**RECORDS FOR THE TASK:**
◆ ◆ ◆ ◆
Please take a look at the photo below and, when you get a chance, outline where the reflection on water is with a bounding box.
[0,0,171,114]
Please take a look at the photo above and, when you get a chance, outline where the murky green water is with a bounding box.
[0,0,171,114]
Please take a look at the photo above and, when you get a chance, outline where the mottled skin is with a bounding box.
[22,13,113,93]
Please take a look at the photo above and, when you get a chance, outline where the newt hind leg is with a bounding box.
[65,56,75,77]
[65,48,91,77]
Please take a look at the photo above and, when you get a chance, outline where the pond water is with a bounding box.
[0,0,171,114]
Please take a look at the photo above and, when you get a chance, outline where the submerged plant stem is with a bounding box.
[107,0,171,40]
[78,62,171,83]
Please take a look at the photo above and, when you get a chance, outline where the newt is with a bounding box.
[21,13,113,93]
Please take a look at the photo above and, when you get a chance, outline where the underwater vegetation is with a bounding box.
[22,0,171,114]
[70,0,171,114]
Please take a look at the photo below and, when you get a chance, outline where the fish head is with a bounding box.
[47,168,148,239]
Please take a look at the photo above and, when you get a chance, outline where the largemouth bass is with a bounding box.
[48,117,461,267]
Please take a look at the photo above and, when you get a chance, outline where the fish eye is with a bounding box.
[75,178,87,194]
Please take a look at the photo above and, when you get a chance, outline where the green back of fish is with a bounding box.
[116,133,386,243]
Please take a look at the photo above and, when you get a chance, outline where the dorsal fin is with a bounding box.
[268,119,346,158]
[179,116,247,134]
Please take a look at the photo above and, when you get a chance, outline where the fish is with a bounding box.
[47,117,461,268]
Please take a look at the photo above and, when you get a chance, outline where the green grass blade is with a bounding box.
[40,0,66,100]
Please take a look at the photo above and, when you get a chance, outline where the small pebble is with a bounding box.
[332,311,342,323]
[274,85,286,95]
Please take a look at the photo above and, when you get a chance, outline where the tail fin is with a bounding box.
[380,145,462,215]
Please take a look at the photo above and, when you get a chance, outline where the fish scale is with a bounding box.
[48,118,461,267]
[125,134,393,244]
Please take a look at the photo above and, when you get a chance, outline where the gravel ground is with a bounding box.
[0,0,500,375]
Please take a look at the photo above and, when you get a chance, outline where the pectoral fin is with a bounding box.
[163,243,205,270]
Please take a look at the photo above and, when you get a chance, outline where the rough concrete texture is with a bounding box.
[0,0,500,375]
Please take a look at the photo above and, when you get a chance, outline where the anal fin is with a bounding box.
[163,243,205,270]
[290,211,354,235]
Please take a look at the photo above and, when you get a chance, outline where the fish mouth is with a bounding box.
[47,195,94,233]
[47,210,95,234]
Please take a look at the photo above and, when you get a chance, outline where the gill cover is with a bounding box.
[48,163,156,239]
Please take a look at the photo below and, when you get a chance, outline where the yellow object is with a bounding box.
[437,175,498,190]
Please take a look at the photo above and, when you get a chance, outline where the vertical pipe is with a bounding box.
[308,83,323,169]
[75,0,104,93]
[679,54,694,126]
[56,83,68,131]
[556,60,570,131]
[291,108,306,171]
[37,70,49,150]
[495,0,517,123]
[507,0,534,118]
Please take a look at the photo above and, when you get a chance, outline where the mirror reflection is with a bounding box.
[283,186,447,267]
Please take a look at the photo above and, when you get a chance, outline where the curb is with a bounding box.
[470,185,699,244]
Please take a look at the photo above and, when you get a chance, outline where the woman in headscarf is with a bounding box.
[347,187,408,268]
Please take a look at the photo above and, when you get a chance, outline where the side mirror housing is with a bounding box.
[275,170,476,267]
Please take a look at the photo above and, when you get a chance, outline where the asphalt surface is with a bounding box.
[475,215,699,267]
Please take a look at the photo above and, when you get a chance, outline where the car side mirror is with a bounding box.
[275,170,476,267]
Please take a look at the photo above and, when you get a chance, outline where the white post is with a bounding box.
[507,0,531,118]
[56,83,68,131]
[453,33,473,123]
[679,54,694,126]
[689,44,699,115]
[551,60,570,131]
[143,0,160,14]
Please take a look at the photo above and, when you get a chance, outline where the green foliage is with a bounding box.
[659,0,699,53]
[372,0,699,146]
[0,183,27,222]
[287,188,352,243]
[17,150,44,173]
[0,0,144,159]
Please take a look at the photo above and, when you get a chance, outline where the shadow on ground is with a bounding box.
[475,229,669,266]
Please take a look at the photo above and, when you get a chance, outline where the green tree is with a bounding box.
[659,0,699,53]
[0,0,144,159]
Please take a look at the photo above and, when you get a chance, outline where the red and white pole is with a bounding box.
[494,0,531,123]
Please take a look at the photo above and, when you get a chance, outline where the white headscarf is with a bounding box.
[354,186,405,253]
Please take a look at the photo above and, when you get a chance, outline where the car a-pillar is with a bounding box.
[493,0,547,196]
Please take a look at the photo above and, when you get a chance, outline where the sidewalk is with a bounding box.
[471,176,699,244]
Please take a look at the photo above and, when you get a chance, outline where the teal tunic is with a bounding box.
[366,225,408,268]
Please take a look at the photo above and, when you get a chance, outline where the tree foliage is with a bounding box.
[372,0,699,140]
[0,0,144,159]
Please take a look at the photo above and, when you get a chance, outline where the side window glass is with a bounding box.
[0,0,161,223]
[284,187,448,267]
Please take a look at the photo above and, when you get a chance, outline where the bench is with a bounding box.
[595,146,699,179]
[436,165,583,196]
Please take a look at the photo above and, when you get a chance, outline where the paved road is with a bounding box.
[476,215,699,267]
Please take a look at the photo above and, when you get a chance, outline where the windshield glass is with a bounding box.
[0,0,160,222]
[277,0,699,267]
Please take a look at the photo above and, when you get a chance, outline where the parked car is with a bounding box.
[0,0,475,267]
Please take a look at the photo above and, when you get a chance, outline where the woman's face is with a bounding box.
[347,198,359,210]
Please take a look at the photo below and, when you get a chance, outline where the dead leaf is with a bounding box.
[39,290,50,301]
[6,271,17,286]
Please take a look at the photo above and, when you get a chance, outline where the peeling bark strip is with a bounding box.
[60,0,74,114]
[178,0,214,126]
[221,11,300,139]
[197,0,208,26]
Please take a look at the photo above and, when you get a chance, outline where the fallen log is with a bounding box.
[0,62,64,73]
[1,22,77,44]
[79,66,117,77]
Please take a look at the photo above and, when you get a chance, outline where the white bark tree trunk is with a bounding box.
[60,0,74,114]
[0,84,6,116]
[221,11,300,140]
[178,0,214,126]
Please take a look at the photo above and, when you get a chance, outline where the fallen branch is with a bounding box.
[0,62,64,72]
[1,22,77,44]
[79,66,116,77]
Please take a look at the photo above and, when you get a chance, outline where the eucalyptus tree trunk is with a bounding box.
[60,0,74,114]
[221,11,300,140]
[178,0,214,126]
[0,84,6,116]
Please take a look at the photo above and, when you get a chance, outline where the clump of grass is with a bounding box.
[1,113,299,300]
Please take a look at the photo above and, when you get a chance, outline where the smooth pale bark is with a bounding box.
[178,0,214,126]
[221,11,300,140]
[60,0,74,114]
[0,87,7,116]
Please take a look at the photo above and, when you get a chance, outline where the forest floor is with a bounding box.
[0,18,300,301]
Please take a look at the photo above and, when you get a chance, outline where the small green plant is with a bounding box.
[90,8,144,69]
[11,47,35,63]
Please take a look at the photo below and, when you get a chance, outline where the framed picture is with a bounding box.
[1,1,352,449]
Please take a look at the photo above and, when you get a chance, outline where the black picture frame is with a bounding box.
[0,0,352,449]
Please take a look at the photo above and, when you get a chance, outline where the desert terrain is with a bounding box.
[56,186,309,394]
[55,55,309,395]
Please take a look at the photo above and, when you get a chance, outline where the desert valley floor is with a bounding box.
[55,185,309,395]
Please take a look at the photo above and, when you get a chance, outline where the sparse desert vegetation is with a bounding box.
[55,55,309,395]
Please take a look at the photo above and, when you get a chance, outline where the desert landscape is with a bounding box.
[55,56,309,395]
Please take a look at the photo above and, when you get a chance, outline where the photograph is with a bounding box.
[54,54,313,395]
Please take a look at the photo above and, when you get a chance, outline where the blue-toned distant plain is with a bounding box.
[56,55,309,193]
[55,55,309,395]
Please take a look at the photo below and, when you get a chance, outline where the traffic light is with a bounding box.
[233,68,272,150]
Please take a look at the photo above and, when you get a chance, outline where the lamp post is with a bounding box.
◆ ◆ ◆ ◆
**GIVEN TASK:**
Filter the data above, keeping every line that contains the word "fallen".

**PROBLEM SOLUTION:**
Please take a look at the photo above and, when you get a chance, outline where the fallen log is with a bounding box.
Please take a look at the photo above and, when you get a chance, outline where the fallen branch is with a bounding box.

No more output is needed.